**EXTRACT TO READ:**

Start of Block

Thanks for this, Duncan. I think I'm ready to support a UN led no-fly zone. Arming the "rebels" seems altogether more risky. An international UN ground force would be far preferable. What do you reckon on these suggestions?

calgacus said...

Hi Clark,

I agree arming the rebels involves serious risks - including the possibility of civil war, the possibility that they might committ atrocities themselves if they win (though the fact that the rebels allow doctors in hospitals in areas they control to treat the wounded of both sides is hopeful here) ; and the fact that some factions like the LIFG have been allied to Al Qa'ida in the past.

However Mustafa Abdel Jalil of the rebel Libyan National Council and many other rebels and protesters have said they won't accept foreign ground troops after the occupations in Iraq and Afghanistan - and that they'll fight them if they come. It's possible they might tolerate a UN force - and that would probably be the best option if the UN would approve one that wasn't entirely from any one country or power bloc (e.g not all NATO) but the chances of the UN Security Council agreeing to that before the rebels are crushed entirely and it becomes irrelevant seems slim.

Clark said...

How do we discover where the UN security council stand, and how do we apply pressure? From what I've read, it's Russia that would veto action against Gadaffi's forces. Maybe it's Russia that should send most of a ground force under the control of the UN.

What happened to the covert support for the "rebels"? Did that never really exist?

calgacus said...

End of Block

**EXERCISE SET:**
A. In the Libya discussion, what risks of arming the rebels does calgacus list? Give all of them.
B. Extend the Libya discussion from its last line by writing calgacus's next reply to Clark.

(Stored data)

Start of Block

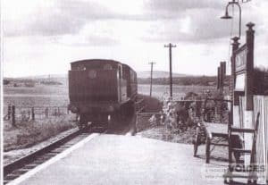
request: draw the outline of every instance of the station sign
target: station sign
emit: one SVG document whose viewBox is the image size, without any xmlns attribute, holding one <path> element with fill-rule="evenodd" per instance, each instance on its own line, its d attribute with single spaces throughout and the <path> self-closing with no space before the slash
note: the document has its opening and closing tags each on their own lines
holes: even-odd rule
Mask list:
<svg viewBox="0 0 268 185">
<path fill-rule="evenodd" d="M 246 71 L 247 64 L 247 46 L 242 46 L 238 51 L 236 51 L 235 58 L 235 72 Z"/>
</svg>

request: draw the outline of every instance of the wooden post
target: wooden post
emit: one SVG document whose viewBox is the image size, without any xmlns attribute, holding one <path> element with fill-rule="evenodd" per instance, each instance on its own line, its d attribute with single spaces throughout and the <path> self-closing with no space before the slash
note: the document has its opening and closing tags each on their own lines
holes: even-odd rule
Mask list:
<svg viewBox="0 0 268 185">
<path fill-rule="evenodd" d="M 15 105 L 12 106 L 12 122 L 13 122 L 13 126 L 16 127 L 16 107 L 15 107 Z"/>
<path fill-rule="evenodd" d="M 164 47 L 169 47 L 169 55 L 170 55 L 170 97 L 172 97 L 172 47 L 176 47 L 176 45 L 170 43 L 165 45 Z"/>
<path fill-rule="evenodd" d="M 226 63 L 225 62 L 221 62 L 220 65 L 220 89 L 223 90 L 224 88 L 224 79 L 225 79 L 225 74 L 226 74 Z"/>
<path fill-rule="evenodd" d="M 245 127 L 253 129 L 254 125 L 254 105 L 253 105 L 253 67 L 254 67 L 254 24 L 249 22 L 247 24 L 248 29 L 246 36 L 247 46 L 247 61 L 246 61 L 246 80 L 245 80 L 245 98 L 246 98 L 246 111 L 245 111 Z M 245 133 L 245 148 L 251 149 L 252 147 L 252 135 Z M 255 154 L 254 154 L 255 155 Z M 249 164 L 250 157 L 245 156 L 246 164 Z"/>
<path fill-rule="evenodd" d="M 35 108 L 31 107 L 31 120 L 35 120 Z"/>
<path fill-rule="evenodd" d="M 28 120 L 29 120 L 29 117 L 30 117 L 30 111 L 29 109 L 28 109 Z"/>
<path fill-rule="evenodd" d="M 45 109 L 45 116 L 46 118 L 48 118 L 48 107 Z"/>
<path fill-rule="evenodd" d="M 218 69 L 217 69 L 218 71 L 217 71 L 217 89 L 220 89 L 220 88 L 221 88 L 221 69 L 220 69 L 220 67 L 218 67 Z"/>
<path fill-rule="evenodd" d="M 152 85 L 153 85 L 153 65 L 155 64 L 155 63 L 149 63 L 149 64 L 151 64 L 151 82 L 150 82 L 150 97 L 152 97 Z"/>
<path fill-rule="evenodd" d="M 233 43 L 232 43 L 232 55 L 230 58 L 230 62 L 231 62 L 231 99 L 232 99 L 232 105 L 231 107 L 231 114 L 233 115 L 233 120 L 232 120 L 232 124 L 236 127 L 239 126 L 239 116 L 238 116 L 239 114 L 239 94 L 237 92 L 235 92 L 235 87 L 236 87 L 236 75 L 235 75 L 235 71 L 236 71 L 236 66 L 235 66 L 235 63 L 236 63 L 236 58 L 235 58 L 235 52 L 238 50 L 239 46 L 239 38 L 238 37 L 234 37 L 232 38 Z"/>
<path fill-rule="evenodd" d="M 12 114 L 12 106 L 11 106 L 11 105 L 8 105 L 8 107 L 7 107 L 7 120 L 10 120 L 11 114 Z"/>
</svg>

End of Block

**TASK RESULTS:**
A.
- The possibility of civil war
- The possibility that the rebels might commit atrocities themselves if they win
- The fact that some factions, like the LIFG, have been allied to Al Qa'ida in the past

B.
I don't know the answer to the positions of all the permanent and current Security Council members' positions, beyond that the Obama administration is divided on it, Britain and France are both for it (probably not least because their heads of government have the lowest poll ratings among NATO countries and are looking for a "patriotic war" boost like Thatcher was in 1982) and Russia and China will likely be against because if Gaddafi survives oil countries which were British, French and American will become Russian or Chinese. A lot of German exports go to Russia and as Craig's pointed out, it gets a lot of it's energy as Russian gas, so it'll likely be against.

I still don't know whether the rebels would tolerate ground troops under UN authorisation - maybe the UN envoy will find out.

There's been talk of the Saudis arming the rebels as a proxy for the US - though their own dictatorship and the troops they're sending to Bahrain to threaten the protesters there suggest they'll be arming the most hardline Islamic fundamentalists if they arm anyone.